Instructions to follow:
Copy every record below exactly.

Provided material:
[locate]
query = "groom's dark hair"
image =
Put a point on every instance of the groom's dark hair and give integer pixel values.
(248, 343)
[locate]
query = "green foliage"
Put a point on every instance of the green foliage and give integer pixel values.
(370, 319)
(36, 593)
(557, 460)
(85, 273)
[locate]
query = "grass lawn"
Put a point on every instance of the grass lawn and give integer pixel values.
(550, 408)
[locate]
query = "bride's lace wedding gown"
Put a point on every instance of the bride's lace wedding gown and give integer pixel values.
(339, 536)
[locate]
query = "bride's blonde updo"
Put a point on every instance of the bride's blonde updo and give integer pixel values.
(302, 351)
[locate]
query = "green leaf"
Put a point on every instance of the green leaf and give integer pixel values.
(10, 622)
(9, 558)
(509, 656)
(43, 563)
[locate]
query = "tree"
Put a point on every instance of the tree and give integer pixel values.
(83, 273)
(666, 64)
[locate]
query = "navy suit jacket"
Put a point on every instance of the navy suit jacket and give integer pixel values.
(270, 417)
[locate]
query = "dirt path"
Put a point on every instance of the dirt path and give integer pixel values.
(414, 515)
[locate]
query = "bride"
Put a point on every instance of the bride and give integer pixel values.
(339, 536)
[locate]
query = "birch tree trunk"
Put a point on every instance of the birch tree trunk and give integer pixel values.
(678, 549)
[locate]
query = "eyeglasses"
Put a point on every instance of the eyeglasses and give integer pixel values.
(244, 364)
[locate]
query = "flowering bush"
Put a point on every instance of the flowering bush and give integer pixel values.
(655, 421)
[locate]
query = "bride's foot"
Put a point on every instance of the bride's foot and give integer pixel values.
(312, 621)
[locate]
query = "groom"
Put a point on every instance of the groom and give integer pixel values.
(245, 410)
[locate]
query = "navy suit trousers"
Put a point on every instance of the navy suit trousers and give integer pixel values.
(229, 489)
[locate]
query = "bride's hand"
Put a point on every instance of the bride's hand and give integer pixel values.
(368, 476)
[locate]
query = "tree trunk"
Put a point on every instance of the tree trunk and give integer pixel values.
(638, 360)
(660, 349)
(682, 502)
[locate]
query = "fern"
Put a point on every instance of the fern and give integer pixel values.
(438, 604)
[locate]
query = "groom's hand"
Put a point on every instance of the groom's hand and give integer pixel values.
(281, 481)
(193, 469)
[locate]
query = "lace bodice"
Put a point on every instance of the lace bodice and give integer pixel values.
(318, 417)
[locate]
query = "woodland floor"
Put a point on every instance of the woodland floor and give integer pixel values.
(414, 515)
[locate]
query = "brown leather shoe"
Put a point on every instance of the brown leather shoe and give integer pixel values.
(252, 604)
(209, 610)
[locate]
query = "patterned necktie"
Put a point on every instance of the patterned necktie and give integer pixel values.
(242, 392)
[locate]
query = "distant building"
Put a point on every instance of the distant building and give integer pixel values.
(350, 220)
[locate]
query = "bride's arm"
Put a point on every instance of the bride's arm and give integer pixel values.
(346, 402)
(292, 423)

Problem solution:
[locate]
query = "groom's dark hair"
image =
Put a point on every instance of the groom's dark hair and give integer pixel values.
(248, 343)
[locate]
query = "green foliage"
Put a point on every instance of the green foliage and give integer pixel values.
(370, 319)
(36, 593)
(557, 460)
(85, 273)
[locate]
query = "grass lawn"
Put a point on every instance of the grass lawn and give integer pixel values.
(550, 408)
[locate]
query = "bride's lace wedding gown"
Put a point on every instance of the bride's lace wedding gown and give integer pixel values.
(339, 536)
[locate]
query = "bride's blonde updo"
Put a point on every instance of the bride's blonde updo and give integer pixel values.
(302, 351)
[locate]
query = "green leaf"
Put a point on every instance of the green leaf and give integer pixel values.
(10, 622)
(9, 558)
(509, 656)
(43, 563)
[locate]
query = "tree"
Put a point on every instance of the tree and give integer pixel values.
(83, 273)
(666, 64)
[locate]
query = "navy suit jacket"
Put a point on every instance of the navy suit jacket and give integer pixel values.
(270, 417)
[locate]
query = "dirt path"
Put a point on every instance of the dirt path and give integer pixel values.
(414, 515)
[locate]
query = "bride"
Put a point on every instance of the bride and give integer pixel values.
(339, 536)
[locate]
query = "birch tree trunk"
Put a point on every instance of the birch tree trunk and give integer pixel values.
(678, 549)
[locate]
query = "eyeglasses"
Put a point on every instance of the eyeglasses and give integer pixel values.
(244, 364)
[locate]
query = "flowering bush"
Put a point on every instance of the flowering bush and give integer pixel values.
(655, 421)
[locate]
query = "bride's foot"
Put a point on every instance of the bride's foot and give integer pixel values.
(312, 621)
[locate]
query = "groom"
Put a point on every instance of the groom and give integer pixel values.
(245, 410)
[locate]
query = "navy suit trousers"
Put a point on every instance of the navy suit trousers and give integer pixel values.
(229, 489)
[locate]
query = "bride's hand"
Put a point on every instance of the bride's hand and give integer pixel values.
(368, 476)
[locate]
query = "tree trunk"
Put a point on every instance of the tree trunk and give integer pixel values.
(638, 360)
(660, 349)
(682, 502)
[locate]
query = "fern"
Put a point on every instance of the fern and give integer pixel values.
(438, 604)
[locate]
query = "groom's hand"
Put a point on every instance of the groom's hand and give integer pixel values.
(281, 481)
(193, 469)
[locate]
query = "lace bodice"
Put a point on every instance of the lace bodice and give integer pixel values.
(318, 417)
[locate]
query = "woodland floor"
Put a point on every instance of the woodland floor and give integer pixel values.
(414, 515)
[locate]
query = "brown leather shoe"
Put a point on every instance of the brown leather shoe and give integer pixel values.
(252, 604)
(209, 610)
[locate]
query = "patterned necktie"
Put a point on every instance of the patterned necktie and give integer pixel values.
(242, 392)
[locate]
query = "distant building"
Put a point on every instance of the distant building and give integer pixel values.
(350, 220)
[locate]
query = "bride's arm"
Put a point on every instance of the bride's arm and give integer pixel values.
(346, 402)
(292, 423)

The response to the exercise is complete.